## Given text
__________________________________________________

A Crofters Act was the only major measure passed by the 1886 Liberal government and was justified on historical and cultural grounds. It established a system of ‘dual ownership’: crofters remained tenants of proprietors, but gained security of tenure and compensation for improvement, and could appeal to a Crofters’ Commission for fair rents. Crofters did not obtain freedom of sale or the desired redistribution of land but could bequeath a croft to an heir at law. The Act was criticised as inadequate and 1886–87 saw the return of unrest and the military. However, it gained in reputation. The Commission recommended rent reductions and cancelled arrears, and the Act was believed to recognise crofters’ historical ‘title’ to the land – something that helps to explain later disinterest in land purchase schemes.

In the 1890s, Conservative governments turned to developing the Highland economy through infrastructure and agricultural support projects. They hoped to encourage crofters away from part-time agricultural work supplemented by other earnings and toward reliance on a single activity. A Congested Districts Board (CDB) followed in 1897, modelled on an Irish scheme but poorly funded and lacking compulsory purchase powers. It appeared inefficient: crofters were generally not persuaded to migrate or purchase land and lacked the capital for development programmes. Edwardian Liberal governments changed direction, looking to extend a version of the dual ownership principle to Scotland as a whole. Their legislation was widely condemned: few saw the rationale for introducing the 1886 tenurial regime to the Lowlands, Highlanders argued their issues were overlooked, and dropping land purchase hamstringed the CDB. A 1911 Act swept away the existing machinery and gave a new Board of Agriculture power to enlarge holdings and compel landowners to create new ones. Protests continued, but the Act had little impact in the Highlands or Lowlands (Cameron 2005, 2009, 2010a, 2010b; Newby 2007).

__________________________________________________

## Data section
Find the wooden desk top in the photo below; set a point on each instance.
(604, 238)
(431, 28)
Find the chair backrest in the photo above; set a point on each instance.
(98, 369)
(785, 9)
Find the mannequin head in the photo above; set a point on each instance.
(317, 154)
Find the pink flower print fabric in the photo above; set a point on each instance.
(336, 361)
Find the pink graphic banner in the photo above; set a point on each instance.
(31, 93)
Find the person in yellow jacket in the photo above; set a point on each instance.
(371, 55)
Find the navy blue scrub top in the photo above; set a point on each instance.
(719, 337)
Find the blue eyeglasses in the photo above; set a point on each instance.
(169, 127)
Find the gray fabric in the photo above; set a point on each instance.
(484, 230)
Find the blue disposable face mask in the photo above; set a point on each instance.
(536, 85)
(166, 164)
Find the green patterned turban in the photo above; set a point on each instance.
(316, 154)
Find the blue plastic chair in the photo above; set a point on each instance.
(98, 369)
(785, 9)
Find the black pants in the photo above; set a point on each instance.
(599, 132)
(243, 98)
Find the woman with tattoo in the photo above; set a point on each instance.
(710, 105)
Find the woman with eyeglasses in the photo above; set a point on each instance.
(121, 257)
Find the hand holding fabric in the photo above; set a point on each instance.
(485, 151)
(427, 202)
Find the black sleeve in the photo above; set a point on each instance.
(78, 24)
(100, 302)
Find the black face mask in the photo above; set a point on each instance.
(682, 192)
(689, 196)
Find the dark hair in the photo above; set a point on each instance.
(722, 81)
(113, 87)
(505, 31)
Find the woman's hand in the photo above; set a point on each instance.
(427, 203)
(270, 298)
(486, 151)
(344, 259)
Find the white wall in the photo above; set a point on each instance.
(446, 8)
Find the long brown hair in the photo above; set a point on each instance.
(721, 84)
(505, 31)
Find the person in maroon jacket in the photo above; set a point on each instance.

__________________________________________________

## Set problem 1
List every commission or board named in the passage on Highland land legislation.
## Set problem 2
From the passage on Highland land legislation, repeat word for word the part between "A Crofters Act" and "land purchase schemes.", inclusive.

## Full solution 1
Crofters' Commission
Congested Districts Board (CDB)
Board of Agriculture

## Full solution 2
A Crofters Act was the only major measure passed by the 1886 Liberal government and was justified on historical and cultural grounds. It established a system of ‘dual ownership’: crofters remained tenants of proprietors, but gained security of tenure and compensation for improvement, and could appeal to a Crofters’ Commission for fair rents. Crofters did not obtain freedom of sale or the desired redistribution of land but could bequeath a croft to an heir at law. The Act was criticised as inadequate and 1886–87 saw the return of unrest and the military. However, it gained in reputation. The Commission recommended rent reductions and cancelled arrears, and the Act was believed to recognise crofters’ historical ‘title’ to the land – something that helps to explain later disinterest in land purchase schemes.